--- Data extracts Enclosed Below ---

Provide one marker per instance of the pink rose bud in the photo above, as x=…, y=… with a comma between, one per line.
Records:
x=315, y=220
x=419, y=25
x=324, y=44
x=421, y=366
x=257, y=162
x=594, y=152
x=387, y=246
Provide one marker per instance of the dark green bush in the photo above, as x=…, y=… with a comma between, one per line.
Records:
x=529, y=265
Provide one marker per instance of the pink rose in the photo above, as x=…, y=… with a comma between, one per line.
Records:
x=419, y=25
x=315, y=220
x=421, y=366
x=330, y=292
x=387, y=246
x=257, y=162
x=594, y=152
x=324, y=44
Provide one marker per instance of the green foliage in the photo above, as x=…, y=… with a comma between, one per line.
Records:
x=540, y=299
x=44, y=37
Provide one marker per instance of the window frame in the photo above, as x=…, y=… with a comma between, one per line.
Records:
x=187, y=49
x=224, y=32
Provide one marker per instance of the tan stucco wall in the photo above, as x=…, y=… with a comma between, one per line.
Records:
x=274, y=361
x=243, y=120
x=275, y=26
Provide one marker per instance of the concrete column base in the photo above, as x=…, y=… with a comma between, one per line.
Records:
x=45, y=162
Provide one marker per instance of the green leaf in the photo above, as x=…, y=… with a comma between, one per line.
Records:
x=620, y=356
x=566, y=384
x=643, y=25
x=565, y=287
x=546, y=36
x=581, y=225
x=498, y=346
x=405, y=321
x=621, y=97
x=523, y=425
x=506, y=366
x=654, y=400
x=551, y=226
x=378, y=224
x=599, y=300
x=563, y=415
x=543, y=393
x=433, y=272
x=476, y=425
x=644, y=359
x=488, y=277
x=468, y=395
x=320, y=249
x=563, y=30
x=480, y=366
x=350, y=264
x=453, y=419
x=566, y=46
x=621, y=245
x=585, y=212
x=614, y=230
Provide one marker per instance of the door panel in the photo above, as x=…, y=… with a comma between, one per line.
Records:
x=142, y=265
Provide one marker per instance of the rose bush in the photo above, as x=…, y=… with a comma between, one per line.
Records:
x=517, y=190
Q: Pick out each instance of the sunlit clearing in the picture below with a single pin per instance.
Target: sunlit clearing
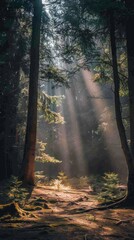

--- End of Enclosed Data extracts ---

=== Exercise prompt ===
Check the records above and copy each line that has the string "bush".

=== Answer space ===
Provide one marker per instance of the dark green bush in the photo above, as x=…, y=… with a comma between, one per line.
Provide one marker per instance of the rose bush in the photo above, as x=…, y=… with a comma between, one per line.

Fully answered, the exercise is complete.